**OBJETIVO PLANTEADO 1**
Resume en forma de lista el párrafo del texto proporcionado que empieza con "El escenario posible y crucial que es la escuela", sin perder sus datos principales.
**OBJETIVO PLANTEADO 2**
Copia del texto proporcionado el fragmento que va desde "Al respecto se" hasta "en otras lógicas.", ambos incluidos.

**TEXTO PROPORCIONADO**
-------
Al respecto se ha escrito, pero en el ámbito de la investigación histórica considero que todavía podemos avanzar mucho más en estas polémicas económicas y sociales extraordinarias que hereda la revolución. Es decir, la Revolución hereda problemas, y muy graves en materia de desarrollo, pero también una riqueza de pensamiento de los más diversos signos ideológicos, pero que en todos los casos apuntaban a pensar y soñar una Cuba mejor. Claro, si habláramos del tratamiento de los conceptos de patria e identidad como parte de los usos públicos de la historia, por ejemplo, en escenarios escolares, tendríamos que extendernos en otras lógicas.

El escenario posible, además…

El escenario posible y crucial que es la escuela. En la escuela es importante que los maestros estén actualizados de los resultados académicos y que puedan transmitirlos a través de diferentes recursos didácticos; el arsenal es amplio. Recientemente presencié una versión para niños de Espejo de Paciencia; excelente. Es importante esa relación entre la historia y la vida en ámbitos escolares, para lo cual la pedagogía y la didáctica son cruciales, y siempre atemperadas a los adelantos tecnológicos de los nuevos tiempos. Hay muchas maneras de llevar la patria a la escuela; recuerdo el artículo de una colega mexicana que se titula “La patria colgada en las aulas”, y tiene que ver con toda la simbología: banderas, escudos, mártires, propios de la historia mexicana que se colocaban en las paredes de las instituciones escolares como parte de un circuito patriótico e identitario.

Esto no es privativo de México, por supuesto. Desde la propia ocupación militar de Estados Unidos, el cuadro con la fotografía de José Martí, la bandera cubana y el mapa de Cuba estaban en los planteles escolares, aún en las más humildes instalaciones públicas, en las más recónditas escuelitas de campo. Para no extenderme en un tema tan apasionante, te diría que en ámbitos escolares no basta con hablar de la patria y su historia, hay que sentirlas para que llegue el mensaje con toda su carga emotiva a los estudiantes, pero, al mismo tiempo, y en dependencia de los niveles de escolarización, debemos hacerla creíble; una historia viva, donde las emociones, las pasiones de hombres y mujeres, los imaginarios y culturas en sus expresiones más amplias formen parte también del relato nacional; no el de La Habana, o no solo el de La Habana, se entiende, hablamos de nuestra historia nacional.
-------
**DATOS ALMACENADOS**
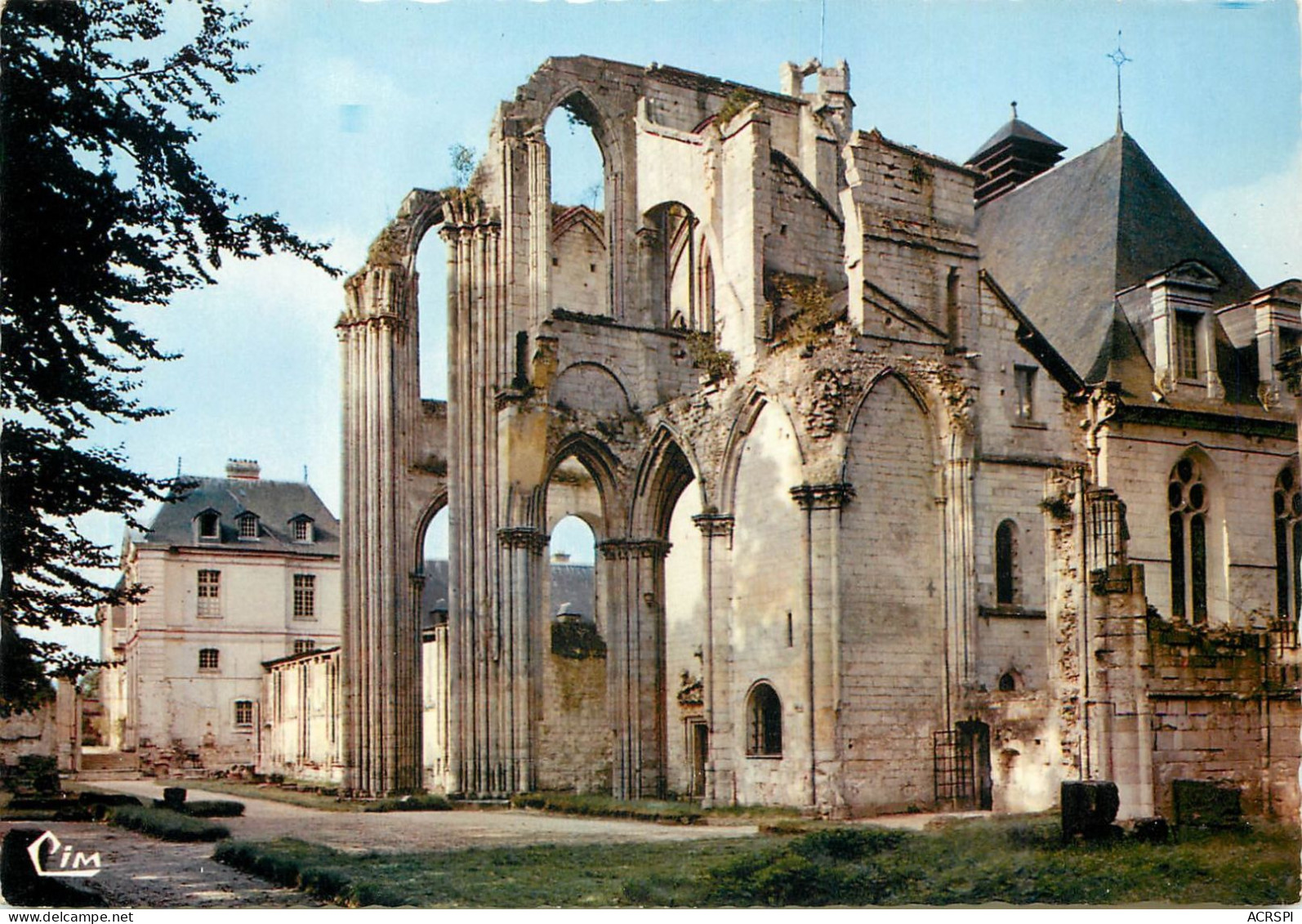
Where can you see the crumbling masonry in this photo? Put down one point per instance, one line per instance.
(914, 483)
-------
**SOLUCIÓN PROPUESTA 1**
- La escuela es un escenario posible y crucial.
- Los maestros deben estar actualizados sobre los resultados académicos y transmitirlos mediante recursos didácticos diversos, cuyo arsenal es amplio.
- Hace poco se presenció una versión para niños de Espejo de Paciencia, calificada de excelente.
- Es importante relacionar la historia con la vida en los ámbitos escolares. Para ello la pedagogía y la didáctica son cruciales y deben adaptarse a los adelantos tecnológicos.
- Hay muchas maneras de llevar la patria a la escuela. Un ejemplo es el artículo de una colega mexicana titulado “La patria colgada en las aulas”. Trata sobre la simbología de la historia mexicana (banderas, escudos, mártires) colocada en las paredes escolares como parte de un circuito patriótico e identitario.

**SOLUCIÓN PROPUESTA 2**
Al respecto se ha escrito, pero en el ámbito de la investigación histórica considero que todavía podemos avanzar mucho más en estas polémicas económicas y sociales extraordinarias que hereda la revolución. Es decir, la Revolución hereda problemas, y muy graves en materia de desarrollo, pero también una riqueza de pensamiento de los más diversos signos ideológicos, pero que en todos los casos apuntaban a pensar y soñar una Cuba mejor. Claro, si habláramos del tratamiento de los conceptos de patria e identidad como parte de los usos públicos de la historia, por ejemplo, en escenarios escolares, tendríamos que extendernos en otras lógicas.